TEKS YANG DIBERIKAN:
TERIK siang, hari-hari awal Januari itu, memanggang ubun-ubun kami. Uap laut yang dihirup panasnya matahari itu, berjelaga, berkabut, dan sesekali menari kesurupan digelitik angin nakal bahkan, terkadang, berlarian membelah ruang kosong hingga ke ujung perkampungan. Jelaga uap air yang menyertai angin nakal itu menyapa ramah sembari membasuh kisi-kisi sisa tanah daratan itu dan di ujung perjalanannya membentur tumit bukit, seraya meninggalkan jejak garam di ujung lidah.
Hari itu, ketika kami bersilaturahmi, sisa kampung pesisir itu sedang menyepi. Sendiri. Dan sunyi.
Tak ada “jaloue,” perahu bercadik, seperti biasanya teronggok di hamparan pantai dan sauhnya dililitkan di pohon kelapa. Juga, tak tahu lagi kami dimana letaknya tapak batang beringin rindang yang bersebelahan dengan “bak” ketapang, yang dulunya, tempat bis umum dan mobil pribadi berteduh.
Jangan pernah bertanya kepada sisa penduduk kampung dimana letak ujung jari teluk berpasir putih dengan bangku-bangku lapuknya tempat pelancong mencari inspirasi untuk mengukir sebait puisi. Mereka pasti menggeleng dan berujar ringkas,” hana teupeu.” Tidak tahu.
Tidak tahu juga, sebaris kalimat pendek yang diucapkan Zaidan, lelaki empat puluhan, yang selamat di hari bencana itu karena ia sedang di “bukit” memetik jeruk manis, ketika ditanyakan dimana tumpuk rumah milik “indatu”nya yang bertiang kayu. Petak rumah tua milik garis turunannya, tempat mereka beranak pinak dan membangun garis turunan.

BAHAN YANG DIBERIKAN:
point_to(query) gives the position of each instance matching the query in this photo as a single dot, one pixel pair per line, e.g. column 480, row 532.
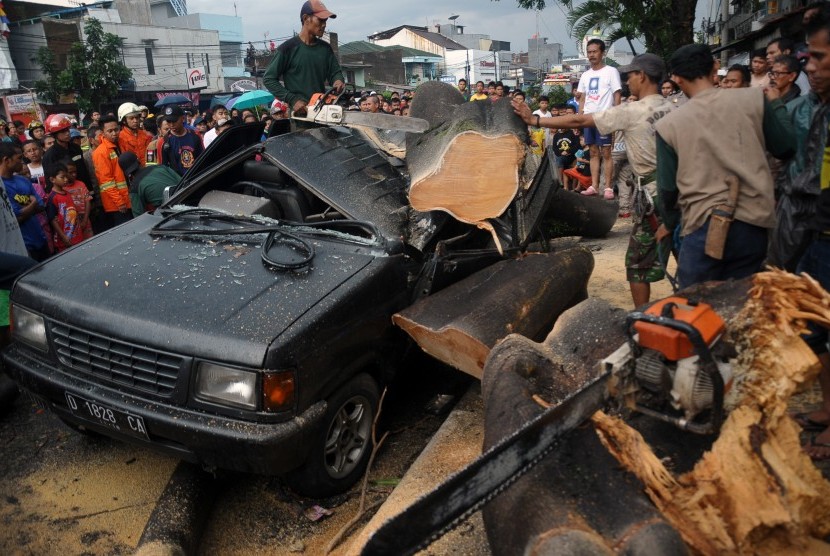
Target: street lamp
column 467, row 50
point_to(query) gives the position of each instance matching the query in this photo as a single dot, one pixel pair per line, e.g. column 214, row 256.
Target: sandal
column 807, row 424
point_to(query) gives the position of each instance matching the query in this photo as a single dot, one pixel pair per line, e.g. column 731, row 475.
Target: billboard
column 196, row 78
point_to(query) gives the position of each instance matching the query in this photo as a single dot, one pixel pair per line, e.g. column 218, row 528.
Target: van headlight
column 29, row 328
column 226, row 385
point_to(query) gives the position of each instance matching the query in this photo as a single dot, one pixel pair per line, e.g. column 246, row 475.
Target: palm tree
column 663, row 25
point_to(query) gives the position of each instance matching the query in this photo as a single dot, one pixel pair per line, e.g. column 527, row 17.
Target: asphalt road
column 64, row 492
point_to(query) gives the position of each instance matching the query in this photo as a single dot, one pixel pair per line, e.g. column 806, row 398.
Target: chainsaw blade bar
column 385, row 121
column 472, row 487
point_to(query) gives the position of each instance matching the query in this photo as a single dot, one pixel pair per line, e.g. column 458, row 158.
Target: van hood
column 115, row 288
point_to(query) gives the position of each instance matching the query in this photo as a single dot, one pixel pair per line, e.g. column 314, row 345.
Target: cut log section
column 470, row 164
column 460, row 324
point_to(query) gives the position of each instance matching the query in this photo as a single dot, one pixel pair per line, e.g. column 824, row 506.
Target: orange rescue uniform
column 111, row 181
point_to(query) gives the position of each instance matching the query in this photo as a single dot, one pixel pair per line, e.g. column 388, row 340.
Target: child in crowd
column 33, row 153
column 38, row 182
column 80, row 194
column 60, row 208
column 565, row 145
column 580, row 171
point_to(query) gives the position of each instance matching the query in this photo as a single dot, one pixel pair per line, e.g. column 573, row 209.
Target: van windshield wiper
column 294, row 252
column 284, row 237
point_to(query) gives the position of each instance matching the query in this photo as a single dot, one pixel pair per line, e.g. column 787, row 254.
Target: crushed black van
column 246, row 323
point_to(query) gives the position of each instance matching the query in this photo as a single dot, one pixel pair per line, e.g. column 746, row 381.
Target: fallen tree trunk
column 589, row 216
column 470, row 163
column 460, row 324
column 753, row 492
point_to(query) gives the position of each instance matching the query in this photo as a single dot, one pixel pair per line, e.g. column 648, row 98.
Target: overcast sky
column 356, row 19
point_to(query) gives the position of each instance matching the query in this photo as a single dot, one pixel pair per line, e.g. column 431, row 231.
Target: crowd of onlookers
column 114, row 167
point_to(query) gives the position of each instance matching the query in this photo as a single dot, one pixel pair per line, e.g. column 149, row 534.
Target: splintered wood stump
column 749, row 490
column 755, row 491
column 460, row 324
column 469, row 164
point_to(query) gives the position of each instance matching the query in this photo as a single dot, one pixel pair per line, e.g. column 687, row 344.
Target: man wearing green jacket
column 303, row 64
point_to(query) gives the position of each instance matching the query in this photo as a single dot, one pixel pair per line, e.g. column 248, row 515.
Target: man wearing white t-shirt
column 219, row 113
column 543, row 112
column 643, row 260
column 601, row 89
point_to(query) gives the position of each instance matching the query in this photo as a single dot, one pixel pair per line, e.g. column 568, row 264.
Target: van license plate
column 106, row 416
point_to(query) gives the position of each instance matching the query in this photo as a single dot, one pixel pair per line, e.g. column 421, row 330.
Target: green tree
column 93, row 69
column 662, row 25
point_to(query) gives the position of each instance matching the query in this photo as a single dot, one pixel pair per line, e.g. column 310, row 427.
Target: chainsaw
column 323, row 108
column 667, row 369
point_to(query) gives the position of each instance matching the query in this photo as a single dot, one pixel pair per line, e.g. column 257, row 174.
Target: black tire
column 342, row 448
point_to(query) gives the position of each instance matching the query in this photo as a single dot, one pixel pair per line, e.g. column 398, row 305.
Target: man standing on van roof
column 303, row 64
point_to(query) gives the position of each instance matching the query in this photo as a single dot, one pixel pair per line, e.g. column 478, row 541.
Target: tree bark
column 586, row 216
column 460, row 324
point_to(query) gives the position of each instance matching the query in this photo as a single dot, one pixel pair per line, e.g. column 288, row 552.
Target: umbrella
column 231, row 102
column 252, row 99
column 172, row 99
column 220, row 99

TUGAS:
Lanjutkan teks tentang kampung pesisir mulai dari kalimat sesudah kalimat terakhirnya. Baris-baris data di atas tidak berhubungan dengan teks tentang kampung pesisir.

JAWABAN:
Bahkan, telah raib balai mini pendaratan ikan, tempat rezeki nelayan di tumpuk, dan sisanya dijinjing pulang untuk di “taguen” sebagai kuah lemak. Entah kemana pula perginya mushala kecil, sebuah rumah ritual untuk shalat subuh anak negeri bertuah itu, yang dulu, bangunannya oleng karena tanah tiang pancang sebelah kanannya terkulai di makan abrasi..
Tak ada petunjuk dimana “meunasah itu berlabuh, padahal disanalah doa anak laut itu menembus ke “langit” ke tujuh dan melarikan sisa gumam zikirnya bersama kayuh “jaloe” guna mengejar fajar di terumbu karang tempat kakap merah berumah dan memijah telur untuk beranak pinak, nun di tepian samudera sana.
Di hari itu pula kami kebingungan menelisik dimana lokasi barisan kedai beratap “kalarai,” anyaman daun kelapa, yang ber”palanta, teras depan, dulunya, tempat ikan asin bergelantungan dan menebarkan bau menyengat hingga pembeli bersin berlelehan air hidung.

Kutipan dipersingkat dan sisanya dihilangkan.